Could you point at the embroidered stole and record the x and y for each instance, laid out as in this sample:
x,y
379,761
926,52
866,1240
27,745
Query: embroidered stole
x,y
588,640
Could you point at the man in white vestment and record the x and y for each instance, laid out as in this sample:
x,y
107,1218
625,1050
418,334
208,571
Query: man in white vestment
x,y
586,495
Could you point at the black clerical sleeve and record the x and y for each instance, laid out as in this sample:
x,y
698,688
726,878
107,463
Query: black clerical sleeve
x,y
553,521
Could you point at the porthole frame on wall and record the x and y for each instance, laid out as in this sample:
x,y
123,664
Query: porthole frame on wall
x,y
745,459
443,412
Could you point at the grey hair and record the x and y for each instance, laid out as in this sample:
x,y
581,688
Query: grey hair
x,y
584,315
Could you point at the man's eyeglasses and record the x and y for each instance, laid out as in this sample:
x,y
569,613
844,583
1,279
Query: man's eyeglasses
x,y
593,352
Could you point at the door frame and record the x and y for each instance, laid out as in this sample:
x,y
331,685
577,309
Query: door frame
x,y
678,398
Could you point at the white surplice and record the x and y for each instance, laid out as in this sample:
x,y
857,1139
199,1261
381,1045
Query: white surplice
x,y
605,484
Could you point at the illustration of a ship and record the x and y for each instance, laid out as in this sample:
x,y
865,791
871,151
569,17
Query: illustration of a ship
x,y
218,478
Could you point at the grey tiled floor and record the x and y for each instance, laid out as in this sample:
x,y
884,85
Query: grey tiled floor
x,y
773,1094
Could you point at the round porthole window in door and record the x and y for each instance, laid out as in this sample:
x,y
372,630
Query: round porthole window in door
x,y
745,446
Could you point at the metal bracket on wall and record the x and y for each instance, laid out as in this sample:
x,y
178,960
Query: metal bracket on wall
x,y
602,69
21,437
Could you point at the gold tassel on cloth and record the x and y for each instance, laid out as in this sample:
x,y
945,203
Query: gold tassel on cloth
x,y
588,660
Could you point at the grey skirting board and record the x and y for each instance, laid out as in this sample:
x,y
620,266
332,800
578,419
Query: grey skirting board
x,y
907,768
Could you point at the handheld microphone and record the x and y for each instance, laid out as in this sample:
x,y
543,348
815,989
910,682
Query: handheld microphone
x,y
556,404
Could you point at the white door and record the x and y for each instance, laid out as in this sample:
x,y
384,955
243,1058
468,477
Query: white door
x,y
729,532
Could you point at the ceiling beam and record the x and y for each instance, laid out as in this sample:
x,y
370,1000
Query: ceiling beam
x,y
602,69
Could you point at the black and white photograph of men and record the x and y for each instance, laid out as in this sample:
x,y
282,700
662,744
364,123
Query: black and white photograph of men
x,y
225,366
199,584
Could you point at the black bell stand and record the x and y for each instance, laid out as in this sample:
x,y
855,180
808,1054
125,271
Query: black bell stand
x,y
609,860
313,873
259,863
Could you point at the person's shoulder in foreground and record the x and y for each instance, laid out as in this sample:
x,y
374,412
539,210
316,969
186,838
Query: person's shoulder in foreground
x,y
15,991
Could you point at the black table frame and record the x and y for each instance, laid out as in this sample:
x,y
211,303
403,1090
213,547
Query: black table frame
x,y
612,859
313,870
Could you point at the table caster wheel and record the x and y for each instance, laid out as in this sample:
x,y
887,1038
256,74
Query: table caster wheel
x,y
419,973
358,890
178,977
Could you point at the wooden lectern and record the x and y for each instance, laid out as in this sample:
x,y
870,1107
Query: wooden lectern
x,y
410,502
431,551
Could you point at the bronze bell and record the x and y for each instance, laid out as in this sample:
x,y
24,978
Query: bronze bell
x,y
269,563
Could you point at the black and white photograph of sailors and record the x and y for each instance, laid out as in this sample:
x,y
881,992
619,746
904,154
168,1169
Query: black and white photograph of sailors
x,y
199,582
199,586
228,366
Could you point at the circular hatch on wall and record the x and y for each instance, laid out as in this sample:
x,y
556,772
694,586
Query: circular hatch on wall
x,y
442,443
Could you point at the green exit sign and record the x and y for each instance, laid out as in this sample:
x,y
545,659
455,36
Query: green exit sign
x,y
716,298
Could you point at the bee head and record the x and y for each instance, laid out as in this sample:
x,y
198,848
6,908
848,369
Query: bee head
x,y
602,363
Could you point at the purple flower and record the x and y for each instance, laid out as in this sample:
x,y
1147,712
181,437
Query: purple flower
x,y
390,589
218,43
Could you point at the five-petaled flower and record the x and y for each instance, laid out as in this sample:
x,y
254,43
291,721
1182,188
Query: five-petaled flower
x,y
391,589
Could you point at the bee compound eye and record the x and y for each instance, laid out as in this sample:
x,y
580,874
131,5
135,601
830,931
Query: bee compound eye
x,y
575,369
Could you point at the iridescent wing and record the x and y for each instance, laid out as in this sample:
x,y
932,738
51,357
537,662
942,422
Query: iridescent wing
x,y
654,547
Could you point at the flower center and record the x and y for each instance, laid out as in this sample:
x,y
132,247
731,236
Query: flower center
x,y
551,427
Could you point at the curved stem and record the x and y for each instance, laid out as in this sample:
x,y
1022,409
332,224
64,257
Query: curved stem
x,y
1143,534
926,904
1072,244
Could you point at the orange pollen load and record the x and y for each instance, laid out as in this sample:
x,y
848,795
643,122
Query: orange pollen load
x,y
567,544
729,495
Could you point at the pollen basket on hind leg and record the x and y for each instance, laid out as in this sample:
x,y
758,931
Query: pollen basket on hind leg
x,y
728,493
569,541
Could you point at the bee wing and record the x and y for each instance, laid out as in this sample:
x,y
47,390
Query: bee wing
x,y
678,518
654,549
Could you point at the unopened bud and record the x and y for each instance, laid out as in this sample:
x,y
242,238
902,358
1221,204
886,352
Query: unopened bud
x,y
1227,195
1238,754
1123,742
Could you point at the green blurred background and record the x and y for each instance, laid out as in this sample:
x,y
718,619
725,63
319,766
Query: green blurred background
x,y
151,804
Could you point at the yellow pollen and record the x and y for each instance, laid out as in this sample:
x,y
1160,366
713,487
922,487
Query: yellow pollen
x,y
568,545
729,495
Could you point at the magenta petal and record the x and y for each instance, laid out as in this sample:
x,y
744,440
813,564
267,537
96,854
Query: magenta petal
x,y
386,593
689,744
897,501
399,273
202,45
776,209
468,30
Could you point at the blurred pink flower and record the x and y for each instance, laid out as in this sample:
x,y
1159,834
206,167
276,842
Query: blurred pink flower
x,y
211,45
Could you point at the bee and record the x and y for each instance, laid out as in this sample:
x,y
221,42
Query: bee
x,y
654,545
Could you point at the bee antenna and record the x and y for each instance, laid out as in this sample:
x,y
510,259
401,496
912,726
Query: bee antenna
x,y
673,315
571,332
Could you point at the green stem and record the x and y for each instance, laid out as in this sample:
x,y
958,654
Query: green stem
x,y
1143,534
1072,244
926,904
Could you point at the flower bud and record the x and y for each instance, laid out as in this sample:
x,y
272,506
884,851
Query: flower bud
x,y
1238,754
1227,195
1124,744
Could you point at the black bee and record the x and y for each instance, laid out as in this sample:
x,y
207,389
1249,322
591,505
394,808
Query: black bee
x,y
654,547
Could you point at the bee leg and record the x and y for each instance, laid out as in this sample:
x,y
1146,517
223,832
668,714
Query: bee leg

==

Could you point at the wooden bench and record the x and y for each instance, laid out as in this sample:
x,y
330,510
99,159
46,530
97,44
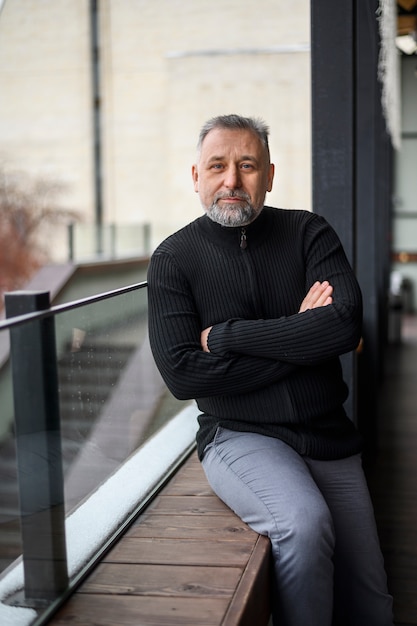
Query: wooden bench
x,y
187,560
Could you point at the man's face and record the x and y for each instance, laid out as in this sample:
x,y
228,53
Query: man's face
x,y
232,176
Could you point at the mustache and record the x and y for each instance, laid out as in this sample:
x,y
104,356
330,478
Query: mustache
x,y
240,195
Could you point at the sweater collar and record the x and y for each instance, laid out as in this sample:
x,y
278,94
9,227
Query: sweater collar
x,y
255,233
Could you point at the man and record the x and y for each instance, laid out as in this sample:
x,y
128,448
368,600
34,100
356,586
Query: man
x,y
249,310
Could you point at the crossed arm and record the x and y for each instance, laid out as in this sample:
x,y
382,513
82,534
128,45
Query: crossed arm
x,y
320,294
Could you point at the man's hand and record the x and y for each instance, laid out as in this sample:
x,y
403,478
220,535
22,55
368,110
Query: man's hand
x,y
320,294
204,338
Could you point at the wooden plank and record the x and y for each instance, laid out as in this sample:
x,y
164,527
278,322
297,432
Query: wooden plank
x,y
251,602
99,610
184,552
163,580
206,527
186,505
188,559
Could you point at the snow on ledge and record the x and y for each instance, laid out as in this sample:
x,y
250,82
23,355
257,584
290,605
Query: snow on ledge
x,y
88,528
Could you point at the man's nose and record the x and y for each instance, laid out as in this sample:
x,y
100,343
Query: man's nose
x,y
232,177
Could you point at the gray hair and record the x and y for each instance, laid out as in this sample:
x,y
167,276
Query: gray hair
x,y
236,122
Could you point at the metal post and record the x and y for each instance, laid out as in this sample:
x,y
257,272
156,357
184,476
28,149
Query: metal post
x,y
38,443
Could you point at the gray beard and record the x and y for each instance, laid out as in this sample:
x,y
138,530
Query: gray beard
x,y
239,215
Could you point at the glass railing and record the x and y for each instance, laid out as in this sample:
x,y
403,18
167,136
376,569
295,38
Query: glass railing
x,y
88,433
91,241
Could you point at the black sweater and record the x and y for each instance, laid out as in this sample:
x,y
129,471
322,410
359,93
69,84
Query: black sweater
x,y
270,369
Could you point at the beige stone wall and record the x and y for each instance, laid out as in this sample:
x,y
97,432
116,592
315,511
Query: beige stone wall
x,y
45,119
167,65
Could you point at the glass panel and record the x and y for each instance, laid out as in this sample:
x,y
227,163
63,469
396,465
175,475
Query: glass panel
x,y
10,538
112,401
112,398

* * *

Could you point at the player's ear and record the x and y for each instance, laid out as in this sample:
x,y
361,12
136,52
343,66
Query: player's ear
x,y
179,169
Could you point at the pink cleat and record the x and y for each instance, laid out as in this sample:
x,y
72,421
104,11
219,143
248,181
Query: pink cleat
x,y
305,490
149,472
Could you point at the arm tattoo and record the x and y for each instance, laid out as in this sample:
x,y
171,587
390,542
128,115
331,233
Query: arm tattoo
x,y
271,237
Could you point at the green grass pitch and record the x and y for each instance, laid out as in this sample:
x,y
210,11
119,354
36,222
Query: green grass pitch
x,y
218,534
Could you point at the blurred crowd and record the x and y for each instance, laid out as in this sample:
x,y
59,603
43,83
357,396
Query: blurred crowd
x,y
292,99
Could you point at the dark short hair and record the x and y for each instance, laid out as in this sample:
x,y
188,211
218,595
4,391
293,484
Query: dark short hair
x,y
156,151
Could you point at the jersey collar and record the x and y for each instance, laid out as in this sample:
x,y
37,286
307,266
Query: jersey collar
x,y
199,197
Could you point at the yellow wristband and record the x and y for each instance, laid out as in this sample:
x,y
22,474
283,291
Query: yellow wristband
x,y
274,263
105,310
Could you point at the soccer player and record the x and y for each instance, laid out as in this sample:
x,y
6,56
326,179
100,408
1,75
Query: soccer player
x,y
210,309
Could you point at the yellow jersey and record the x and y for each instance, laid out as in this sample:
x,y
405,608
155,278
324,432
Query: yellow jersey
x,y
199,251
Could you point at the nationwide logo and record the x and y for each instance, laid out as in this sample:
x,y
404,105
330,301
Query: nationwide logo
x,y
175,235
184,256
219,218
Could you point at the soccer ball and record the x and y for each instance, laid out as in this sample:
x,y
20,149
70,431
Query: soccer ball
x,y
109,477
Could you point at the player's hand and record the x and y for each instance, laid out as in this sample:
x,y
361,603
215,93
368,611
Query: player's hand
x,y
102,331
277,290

Problem details: Gather every line of the data above that contains the word "sailors", and copy each of those lines in full.

Reply to the task:
Could you point at the black and white photograph of sailors and record the x and y for each instance, laid out as in this sample:
Query: black and white photograph of sailors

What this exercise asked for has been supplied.